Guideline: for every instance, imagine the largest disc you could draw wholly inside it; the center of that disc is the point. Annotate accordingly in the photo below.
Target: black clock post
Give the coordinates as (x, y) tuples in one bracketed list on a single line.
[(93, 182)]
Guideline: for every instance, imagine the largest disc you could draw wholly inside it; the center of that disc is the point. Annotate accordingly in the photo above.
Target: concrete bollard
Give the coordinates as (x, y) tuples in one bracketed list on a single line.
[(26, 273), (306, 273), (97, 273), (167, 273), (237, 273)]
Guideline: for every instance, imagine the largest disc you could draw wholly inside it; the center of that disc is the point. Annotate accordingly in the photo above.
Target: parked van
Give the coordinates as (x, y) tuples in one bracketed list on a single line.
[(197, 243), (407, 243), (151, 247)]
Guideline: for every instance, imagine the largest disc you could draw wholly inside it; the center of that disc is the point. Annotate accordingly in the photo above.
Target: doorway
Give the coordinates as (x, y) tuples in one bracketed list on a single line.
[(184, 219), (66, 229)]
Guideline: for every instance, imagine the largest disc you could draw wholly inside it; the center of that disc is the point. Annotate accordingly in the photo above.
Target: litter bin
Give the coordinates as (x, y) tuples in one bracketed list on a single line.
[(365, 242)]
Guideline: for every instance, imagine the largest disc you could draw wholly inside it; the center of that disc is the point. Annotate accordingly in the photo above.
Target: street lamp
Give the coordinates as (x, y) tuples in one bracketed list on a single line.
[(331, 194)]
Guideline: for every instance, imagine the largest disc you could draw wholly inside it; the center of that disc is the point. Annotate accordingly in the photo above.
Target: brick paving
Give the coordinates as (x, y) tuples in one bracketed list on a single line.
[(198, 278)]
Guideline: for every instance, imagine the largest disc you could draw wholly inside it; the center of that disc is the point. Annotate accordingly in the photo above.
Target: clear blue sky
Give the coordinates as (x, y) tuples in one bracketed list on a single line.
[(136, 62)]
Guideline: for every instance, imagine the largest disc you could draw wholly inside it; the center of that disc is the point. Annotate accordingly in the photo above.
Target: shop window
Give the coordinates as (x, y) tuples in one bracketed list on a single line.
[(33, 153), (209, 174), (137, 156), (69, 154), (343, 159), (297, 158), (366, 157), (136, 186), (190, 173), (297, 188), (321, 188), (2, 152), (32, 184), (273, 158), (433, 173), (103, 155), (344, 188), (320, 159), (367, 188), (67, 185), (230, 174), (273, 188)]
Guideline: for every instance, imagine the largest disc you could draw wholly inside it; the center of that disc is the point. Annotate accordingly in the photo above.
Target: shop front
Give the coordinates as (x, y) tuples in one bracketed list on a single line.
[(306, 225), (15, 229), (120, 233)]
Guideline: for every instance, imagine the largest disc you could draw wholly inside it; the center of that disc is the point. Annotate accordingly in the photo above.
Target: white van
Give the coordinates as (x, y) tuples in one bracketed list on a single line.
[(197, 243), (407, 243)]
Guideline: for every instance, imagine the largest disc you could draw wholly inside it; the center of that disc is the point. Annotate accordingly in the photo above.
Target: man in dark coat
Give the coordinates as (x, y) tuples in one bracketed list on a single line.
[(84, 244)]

•••••

STATED GOAL:
Can you render the data above as a JSON list of strings, one string per line and blank lines omitted, starting at the very first line of the data and ending at the line that contains "[(93, 182)]", with that line included?

RESPONSE TO THIS EXERCISE:
[
  "Guideline: for every instance, imagine the largest disc you could draw wholly inside it; the center of that disc is the point. Annotate accordingly in the photo below.",
  "Target: black clock post",
  "Give the coordinates as (x, y) tuples in one bracketed list on a single line.",
  "[(93, 182)]"
]